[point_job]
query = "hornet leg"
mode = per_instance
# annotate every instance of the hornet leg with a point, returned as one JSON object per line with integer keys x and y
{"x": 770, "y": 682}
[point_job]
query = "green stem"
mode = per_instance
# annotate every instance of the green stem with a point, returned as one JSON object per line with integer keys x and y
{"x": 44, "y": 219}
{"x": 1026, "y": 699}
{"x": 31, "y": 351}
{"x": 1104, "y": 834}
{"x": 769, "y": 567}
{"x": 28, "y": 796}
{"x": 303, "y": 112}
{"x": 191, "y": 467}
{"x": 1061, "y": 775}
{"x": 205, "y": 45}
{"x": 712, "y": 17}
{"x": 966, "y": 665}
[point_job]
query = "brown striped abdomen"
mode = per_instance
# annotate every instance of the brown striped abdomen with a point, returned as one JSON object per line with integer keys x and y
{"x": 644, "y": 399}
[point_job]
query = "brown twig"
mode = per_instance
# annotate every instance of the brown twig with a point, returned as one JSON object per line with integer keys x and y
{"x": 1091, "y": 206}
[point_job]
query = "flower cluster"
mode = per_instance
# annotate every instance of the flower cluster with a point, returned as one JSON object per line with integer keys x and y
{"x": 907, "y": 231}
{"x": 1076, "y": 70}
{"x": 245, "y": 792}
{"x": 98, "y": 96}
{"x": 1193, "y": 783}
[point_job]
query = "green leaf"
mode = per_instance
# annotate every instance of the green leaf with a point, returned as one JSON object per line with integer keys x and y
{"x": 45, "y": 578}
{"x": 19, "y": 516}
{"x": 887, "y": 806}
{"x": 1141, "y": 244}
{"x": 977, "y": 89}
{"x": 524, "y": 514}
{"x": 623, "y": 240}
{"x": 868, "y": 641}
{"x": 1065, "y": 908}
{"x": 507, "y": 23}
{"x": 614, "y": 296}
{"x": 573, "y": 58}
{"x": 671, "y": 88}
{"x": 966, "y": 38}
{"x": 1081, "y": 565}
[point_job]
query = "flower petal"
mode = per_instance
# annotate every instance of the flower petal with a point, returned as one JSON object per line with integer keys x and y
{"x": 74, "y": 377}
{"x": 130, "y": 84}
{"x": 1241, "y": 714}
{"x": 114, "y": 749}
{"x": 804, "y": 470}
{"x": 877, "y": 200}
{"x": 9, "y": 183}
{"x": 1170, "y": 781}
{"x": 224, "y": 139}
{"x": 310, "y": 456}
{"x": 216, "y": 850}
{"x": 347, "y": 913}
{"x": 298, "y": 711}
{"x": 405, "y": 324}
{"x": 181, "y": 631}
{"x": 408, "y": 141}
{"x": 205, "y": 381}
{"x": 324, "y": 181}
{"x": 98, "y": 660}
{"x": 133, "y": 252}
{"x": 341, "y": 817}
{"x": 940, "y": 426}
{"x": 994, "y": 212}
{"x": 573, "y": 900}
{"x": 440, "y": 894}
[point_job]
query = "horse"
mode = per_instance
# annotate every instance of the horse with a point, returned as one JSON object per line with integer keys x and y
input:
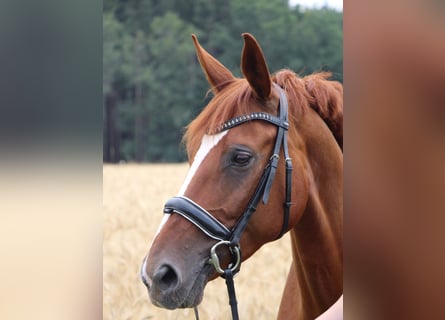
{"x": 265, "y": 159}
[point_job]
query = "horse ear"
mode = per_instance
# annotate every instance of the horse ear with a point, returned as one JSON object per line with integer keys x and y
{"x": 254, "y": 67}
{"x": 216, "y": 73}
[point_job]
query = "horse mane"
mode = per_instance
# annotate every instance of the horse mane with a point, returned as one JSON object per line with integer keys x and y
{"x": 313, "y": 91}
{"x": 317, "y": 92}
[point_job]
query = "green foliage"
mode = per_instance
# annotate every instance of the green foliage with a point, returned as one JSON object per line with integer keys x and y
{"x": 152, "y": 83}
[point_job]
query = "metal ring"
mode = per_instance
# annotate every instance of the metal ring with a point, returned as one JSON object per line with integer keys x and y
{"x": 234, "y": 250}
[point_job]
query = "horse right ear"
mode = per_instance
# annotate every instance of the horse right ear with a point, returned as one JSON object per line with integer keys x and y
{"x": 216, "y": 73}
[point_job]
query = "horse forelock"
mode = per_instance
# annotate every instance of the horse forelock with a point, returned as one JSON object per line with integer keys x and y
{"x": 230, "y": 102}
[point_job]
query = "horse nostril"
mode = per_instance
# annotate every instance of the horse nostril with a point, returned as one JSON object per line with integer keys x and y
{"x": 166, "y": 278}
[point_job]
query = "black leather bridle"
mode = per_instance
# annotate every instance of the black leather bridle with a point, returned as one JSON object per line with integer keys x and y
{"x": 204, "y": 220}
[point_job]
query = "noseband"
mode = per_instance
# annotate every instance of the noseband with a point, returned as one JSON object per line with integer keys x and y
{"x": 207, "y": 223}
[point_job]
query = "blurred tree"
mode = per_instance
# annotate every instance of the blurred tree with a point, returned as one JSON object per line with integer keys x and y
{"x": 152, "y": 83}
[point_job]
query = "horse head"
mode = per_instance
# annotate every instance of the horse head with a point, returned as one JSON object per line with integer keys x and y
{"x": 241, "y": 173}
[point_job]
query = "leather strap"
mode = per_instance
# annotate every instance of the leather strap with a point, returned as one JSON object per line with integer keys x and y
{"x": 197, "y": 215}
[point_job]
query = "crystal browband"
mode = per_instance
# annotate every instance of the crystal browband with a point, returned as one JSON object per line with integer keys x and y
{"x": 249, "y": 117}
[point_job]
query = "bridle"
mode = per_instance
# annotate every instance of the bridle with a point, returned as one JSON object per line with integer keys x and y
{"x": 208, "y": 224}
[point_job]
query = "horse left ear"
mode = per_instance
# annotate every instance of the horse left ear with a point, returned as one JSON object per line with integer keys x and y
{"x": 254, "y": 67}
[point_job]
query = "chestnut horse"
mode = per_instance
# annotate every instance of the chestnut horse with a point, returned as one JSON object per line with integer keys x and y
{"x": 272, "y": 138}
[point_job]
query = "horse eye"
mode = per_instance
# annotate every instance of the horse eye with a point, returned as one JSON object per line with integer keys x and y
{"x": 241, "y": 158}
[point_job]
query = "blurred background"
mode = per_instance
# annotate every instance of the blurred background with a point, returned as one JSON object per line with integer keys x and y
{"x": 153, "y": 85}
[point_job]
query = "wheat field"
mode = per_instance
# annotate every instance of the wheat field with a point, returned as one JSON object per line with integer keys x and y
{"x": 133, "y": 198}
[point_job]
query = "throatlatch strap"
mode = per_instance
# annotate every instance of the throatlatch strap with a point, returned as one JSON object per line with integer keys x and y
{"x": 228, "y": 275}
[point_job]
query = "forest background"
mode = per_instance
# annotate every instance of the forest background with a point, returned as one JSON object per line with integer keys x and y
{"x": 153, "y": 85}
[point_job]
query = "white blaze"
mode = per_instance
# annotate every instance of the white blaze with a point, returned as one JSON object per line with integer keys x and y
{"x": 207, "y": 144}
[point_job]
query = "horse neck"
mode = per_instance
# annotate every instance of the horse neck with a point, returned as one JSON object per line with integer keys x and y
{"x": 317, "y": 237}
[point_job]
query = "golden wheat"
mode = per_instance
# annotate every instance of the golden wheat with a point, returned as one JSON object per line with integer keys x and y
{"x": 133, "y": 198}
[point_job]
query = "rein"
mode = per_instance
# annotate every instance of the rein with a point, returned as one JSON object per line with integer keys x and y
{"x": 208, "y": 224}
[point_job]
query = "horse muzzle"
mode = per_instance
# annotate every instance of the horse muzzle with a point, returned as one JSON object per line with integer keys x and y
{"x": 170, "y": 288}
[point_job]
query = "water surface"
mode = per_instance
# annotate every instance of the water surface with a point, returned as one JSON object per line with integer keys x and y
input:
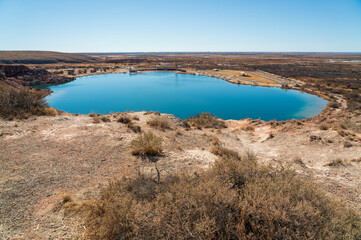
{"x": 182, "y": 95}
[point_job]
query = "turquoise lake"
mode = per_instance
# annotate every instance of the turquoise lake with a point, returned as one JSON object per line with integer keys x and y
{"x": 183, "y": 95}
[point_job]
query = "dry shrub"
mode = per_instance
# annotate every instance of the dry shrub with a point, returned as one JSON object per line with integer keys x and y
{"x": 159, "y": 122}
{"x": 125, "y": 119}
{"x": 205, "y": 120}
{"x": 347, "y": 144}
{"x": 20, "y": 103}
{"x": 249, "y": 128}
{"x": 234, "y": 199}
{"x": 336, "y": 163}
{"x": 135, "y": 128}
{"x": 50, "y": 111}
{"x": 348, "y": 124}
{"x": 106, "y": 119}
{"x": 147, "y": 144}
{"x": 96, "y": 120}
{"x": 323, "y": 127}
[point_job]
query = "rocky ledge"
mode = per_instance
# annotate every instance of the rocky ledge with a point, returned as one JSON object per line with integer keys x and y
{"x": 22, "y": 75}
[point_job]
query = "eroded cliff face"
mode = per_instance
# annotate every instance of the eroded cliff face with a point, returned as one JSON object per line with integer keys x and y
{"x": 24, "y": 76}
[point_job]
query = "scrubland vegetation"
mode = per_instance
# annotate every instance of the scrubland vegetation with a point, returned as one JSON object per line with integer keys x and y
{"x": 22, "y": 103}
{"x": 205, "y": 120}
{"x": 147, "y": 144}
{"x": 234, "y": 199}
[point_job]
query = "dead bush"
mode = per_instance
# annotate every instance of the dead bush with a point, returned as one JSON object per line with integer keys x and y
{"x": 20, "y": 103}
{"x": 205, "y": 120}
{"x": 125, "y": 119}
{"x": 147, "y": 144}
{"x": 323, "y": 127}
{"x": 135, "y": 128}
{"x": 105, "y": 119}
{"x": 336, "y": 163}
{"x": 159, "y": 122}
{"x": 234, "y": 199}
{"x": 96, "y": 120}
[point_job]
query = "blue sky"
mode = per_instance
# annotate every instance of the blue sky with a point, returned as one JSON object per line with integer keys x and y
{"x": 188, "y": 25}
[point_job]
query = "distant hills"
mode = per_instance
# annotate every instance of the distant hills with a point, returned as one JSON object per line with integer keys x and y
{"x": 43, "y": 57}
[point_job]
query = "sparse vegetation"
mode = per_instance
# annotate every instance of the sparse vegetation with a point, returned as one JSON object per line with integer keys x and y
* * *
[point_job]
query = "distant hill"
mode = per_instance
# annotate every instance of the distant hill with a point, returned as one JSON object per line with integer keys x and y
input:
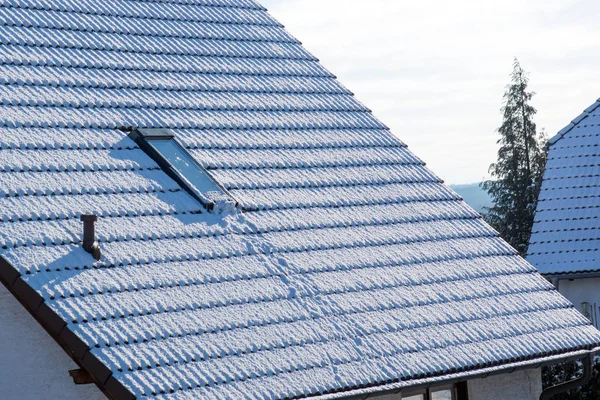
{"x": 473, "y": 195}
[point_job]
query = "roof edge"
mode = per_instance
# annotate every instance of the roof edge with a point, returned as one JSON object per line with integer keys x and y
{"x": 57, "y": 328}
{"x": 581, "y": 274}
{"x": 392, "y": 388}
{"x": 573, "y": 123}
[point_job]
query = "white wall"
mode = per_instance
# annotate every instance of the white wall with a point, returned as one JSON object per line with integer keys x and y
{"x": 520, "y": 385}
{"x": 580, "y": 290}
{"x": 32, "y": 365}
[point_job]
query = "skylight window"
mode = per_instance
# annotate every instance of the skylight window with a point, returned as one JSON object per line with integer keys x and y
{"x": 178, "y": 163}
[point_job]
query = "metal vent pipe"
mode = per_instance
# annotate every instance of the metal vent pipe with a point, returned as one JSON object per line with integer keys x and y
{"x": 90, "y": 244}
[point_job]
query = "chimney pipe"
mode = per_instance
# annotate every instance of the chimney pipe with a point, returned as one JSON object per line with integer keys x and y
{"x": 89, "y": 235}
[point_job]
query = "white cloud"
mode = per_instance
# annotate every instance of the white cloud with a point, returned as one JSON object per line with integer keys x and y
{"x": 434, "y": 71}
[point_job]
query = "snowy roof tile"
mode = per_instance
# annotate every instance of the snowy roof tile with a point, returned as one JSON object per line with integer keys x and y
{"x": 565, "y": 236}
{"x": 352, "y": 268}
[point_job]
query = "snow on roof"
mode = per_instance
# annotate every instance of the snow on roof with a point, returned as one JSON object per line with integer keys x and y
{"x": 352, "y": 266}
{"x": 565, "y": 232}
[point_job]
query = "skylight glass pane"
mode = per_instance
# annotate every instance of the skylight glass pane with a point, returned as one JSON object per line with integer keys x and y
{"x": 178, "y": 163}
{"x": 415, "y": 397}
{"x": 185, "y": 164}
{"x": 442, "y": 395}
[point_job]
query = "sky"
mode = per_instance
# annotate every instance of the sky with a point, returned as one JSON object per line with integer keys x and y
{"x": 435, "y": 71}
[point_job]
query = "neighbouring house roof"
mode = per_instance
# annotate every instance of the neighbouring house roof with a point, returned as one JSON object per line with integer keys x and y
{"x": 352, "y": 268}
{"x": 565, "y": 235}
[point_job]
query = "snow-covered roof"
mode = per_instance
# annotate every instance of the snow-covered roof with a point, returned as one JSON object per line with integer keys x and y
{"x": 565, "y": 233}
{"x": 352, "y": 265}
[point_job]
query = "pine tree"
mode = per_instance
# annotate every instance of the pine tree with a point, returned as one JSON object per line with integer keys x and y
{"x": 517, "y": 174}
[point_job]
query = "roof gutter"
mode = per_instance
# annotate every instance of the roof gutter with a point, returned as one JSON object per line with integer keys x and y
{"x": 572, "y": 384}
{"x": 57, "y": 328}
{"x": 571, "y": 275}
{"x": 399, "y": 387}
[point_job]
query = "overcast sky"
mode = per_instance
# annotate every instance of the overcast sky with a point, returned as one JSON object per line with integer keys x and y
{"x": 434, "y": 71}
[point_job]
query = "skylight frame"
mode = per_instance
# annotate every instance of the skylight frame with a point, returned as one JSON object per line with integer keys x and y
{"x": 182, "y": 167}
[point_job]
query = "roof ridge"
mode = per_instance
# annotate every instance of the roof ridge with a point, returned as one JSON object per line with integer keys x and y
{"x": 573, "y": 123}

* Exercise brief *
Identify every line in the entries above that contains the word "surface", and copy each of those lines.

* Output of the exercise *
query = "water surface"
# annotate every instance of the water surface with a point, returned as one JSON object per line with integer keys x and y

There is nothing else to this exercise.